[BEGIN]

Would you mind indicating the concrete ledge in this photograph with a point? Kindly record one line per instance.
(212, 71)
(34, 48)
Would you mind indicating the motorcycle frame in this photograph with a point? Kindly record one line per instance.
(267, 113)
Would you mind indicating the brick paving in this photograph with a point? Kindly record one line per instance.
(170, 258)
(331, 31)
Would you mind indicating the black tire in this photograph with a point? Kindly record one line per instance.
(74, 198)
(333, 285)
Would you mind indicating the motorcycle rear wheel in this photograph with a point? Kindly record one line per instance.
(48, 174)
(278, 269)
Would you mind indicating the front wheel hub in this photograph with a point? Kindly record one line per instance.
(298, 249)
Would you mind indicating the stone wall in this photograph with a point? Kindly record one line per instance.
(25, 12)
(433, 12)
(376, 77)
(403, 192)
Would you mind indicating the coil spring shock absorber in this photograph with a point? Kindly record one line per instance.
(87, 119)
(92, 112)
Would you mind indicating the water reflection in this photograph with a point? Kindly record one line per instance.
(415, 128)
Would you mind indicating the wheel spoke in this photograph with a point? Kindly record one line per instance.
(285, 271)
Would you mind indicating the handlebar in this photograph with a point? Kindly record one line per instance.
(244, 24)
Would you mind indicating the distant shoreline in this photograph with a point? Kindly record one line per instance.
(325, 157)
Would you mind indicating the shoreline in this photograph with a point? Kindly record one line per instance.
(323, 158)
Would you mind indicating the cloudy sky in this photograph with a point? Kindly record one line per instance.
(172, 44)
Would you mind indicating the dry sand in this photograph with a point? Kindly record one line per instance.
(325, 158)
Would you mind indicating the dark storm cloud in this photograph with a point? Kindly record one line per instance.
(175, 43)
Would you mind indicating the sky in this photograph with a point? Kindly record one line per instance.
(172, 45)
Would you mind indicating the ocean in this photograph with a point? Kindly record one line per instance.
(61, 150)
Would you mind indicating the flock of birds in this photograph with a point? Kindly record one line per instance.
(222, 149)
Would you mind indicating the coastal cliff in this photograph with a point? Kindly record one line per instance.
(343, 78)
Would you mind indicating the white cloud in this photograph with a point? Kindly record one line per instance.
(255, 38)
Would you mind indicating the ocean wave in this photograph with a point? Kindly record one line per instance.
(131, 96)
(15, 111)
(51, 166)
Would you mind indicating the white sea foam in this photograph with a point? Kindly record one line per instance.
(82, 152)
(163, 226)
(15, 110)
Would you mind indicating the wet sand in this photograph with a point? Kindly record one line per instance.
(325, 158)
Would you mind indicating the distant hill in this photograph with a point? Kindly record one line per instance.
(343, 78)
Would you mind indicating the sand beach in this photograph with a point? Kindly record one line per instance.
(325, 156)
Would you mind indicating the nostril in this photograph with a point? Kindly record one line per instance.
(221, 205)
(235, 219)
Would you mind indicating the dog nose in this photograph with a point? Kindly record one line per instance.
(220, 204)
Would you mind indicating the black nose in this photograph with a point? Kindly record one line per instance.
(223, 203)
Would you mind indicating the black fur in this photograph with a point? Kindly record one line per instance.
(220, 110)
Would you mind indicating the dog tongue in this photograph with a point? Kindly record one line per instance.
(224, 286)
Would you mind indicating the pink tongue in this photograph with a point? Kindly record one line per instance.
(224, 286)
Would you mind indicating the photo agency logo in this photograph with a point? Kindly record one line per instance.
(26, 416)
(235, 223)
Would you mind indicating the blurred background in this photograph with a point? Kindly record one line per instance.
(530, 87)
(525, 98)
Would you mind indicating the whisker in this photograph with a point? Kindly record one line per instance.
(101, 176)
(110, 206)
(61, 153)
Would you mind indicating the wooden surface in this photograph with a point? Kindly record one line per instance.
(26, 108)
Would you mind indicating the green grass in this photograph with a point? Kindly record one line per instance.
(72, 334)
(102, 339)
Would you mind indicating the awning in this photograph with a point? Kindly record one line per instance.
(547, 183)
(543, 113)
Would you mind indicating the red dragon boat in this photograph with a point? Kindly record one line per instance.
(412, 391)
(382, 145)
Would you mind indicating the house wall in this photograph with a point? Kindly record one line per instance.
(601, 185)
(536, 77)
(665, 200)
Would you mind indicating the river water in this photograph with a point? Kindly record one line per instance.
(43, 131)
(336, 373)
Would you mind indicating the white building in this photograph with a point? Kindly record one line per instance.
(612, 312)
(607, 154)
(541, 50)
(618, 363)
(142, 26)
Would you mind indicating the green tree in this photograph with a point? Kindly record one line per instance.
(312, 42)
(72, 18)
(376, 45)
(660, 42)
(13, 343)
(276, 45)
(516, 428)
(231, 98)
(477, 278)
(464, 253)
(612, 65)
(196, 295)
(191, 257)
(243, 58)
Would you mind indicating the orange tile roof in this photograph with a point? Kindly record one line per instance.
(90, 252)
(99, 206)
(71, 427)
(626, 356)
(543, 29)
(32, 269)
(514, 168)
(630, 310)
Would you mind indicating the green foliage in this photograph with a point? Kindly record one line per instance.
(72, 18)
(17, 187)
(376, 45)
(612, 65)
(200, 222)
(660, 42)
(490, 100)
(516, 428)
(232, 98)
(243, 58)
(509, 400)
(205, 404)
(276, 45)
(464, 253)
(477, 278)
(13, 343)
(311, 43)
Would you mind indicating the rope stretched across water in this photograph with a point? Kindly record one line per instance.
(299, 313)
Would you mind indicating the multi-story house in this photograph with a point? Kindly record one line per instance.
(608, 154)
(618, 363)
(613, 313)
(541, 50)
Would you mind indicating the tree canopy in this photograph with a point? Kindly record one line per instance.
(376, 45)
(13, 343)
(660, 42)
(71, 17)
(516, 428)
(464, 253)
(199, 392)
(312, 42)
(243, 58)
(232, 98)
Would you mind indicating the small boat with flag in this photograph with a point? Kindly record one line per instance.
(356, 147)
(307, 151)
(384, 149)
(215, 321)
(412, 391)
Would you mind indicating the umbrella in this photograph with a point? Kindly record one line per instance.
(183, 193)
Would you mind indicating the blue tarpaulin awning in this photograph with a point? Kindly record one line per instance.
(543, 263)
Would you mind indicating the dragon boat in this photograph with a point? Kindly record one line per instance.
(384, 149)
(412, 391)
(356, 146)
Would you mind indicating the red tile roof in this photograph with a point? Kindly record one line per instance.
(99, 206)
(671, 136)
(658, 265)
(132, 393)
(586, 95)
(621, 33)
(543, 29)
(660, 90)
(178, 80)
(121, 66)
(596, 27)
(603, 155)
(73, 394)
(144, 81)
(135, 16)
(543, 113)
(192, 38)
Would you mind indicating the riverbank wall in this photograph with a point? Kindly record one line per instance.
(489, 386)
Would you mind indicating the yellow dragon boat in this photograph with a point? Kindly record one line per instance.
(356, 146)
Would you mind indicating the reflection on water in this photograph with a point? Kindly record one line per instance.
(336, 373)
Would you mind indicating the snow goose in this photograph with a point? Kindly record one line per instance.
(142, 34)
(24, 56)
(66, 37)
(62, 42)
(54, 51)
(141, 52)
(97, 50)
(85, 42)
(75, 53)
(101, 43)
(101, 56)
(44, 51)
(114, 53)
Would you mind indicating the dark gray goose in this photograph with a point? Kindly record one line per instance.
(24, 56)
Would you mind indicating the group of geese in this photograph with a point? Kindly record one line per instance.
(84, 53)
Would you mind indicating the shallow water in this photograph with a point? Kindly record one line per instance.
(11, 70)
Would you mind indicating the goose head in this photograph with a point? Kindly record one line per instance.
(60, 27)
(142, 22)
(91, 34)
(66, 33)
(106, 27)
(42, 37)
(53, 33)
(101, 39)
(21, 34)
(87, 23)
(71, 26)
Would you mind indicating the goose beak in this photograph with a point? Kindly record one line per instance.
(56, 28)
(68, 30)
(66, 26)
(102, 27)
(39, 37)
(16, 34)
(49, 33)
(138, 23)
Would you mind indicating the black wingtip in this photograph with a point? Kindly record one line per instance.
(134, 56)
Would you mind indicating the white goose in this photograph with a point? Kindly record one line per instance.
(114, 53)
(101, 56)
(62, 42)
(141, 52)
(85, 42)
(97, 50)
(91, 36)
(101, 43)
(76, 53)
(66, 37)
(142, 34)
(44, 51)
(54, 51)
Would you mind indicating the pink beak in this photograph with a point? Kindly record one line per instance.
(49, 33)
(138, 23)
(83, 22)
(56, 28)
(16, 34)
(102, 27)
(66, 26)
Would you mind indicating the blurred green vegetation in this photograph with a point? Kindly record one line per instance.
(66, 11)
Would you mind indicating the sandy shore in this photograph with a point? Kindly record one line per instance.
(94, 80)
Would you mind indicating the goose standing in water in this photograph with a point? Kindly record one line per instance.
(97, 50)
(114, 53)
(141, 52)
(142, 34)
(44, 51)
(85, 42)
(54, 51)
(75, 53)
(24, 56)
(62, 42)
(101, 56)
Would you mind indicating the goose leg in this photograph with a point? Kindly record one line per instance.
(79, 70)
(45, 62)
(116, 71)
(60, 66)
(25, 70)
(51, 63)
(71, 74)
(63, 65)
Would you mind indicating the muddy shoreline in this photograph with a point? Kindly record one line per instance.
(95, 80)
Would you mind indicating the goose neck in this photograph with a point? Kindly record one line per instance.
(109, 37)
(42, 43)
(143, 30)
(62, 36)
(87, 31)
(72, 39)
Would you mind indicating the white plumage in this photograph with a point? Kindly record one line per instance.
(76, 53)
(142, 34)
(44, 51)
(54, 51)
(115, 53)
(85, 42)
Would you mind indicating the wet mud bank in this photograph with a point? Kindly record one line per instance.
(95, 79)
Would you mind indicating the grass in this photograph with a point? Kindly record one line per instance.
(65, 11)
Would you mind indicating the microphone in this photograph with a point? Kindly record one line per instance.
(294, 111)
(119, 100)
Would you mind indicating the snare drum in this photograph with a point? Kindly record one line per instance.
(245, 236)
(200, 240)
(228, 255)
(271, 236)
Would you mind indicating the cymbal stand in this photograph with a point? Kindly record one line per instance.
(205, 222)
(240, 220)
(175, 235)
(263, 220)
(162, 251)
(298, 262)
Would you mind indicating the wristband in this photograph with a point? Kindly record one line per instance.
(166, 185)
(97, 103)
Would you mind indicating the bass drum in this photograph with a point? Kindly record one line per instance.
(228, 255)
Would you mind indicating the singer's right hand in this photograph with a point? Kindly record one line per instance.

[END]

**Exercise aim:** Starting at the line that contains "Would you mind indicating the goose standing", print every line through the end of the listing, word for word. Leave out all the rest.

**Task solution:**
Would you mind indicating the goose standing in water in this photograph with a point? Kindly record one line per instance.
(97, 50)
(114, 53)
(141, 52)
(142, 34)
(44, 51)
(85, 42)
(54, 51)
(75, 53)
(24, 56)
(62, 42)
(101, 56)
Would you mind indicating the goose leg in this photograph with a point? Kindly record one line per instance.
(79, 70)
(45, 62)
(116, 71)
(60, 66)
(25, 70)
(51, 63)
(71, 74)
(63, 65)
Would you mind indicating the muddy shoreline in this photograph with a point? Kindly record one line per instance.
(95, 80)
Would you mind indicating the goose neck in this photograph with a point? Kindly record one line per instance.
(109, 37)
(42, 43)
(143, 30)
(62, 36)
(87, 31)
(72, 39)
Would you mind indicating the white plumage in this photograph with a point? Kindly record one line per instance.
(76, 53)
(142, 34)
(44, 51)
(54, 51)
(115, 53)
(85, 42)
Would you mind indicating the wet mud bank in this photograph with a point? Kindly record one line per instance.
(95, 79)
Would you mind indicating the grass in this photograph with a point? Kindly record one line per instance.
(65, 11)
Would you mind indicating the microphone in this photograph with a point? Kindly record one line per instance.
(294, 111)
(119, 100)
Would you mind indicating the snare drum in this photograph with a point? Kindly record one line per instance.
(245, 236)
(200, 240)
(228, 255)
(271, 236)
Would you mind indicating the cymbal stand in this photograph with a point? Kindly record one line per instance.
(205, 222)
(240, 220)
(175, 235)
(263, 220)
(162, 251)
(298, 262)
Would you mind indicating the wristband in this photograph with a point? Kindly record one line per instance.
(166, 185)
(97, 103)
Would you mind indicating the bass drum in this photograph with a point? Kindly record one line per instance.
(228, 255)
Would you mind indicating the singer's right hand in this photograph with a point? Kindly record one line per instance.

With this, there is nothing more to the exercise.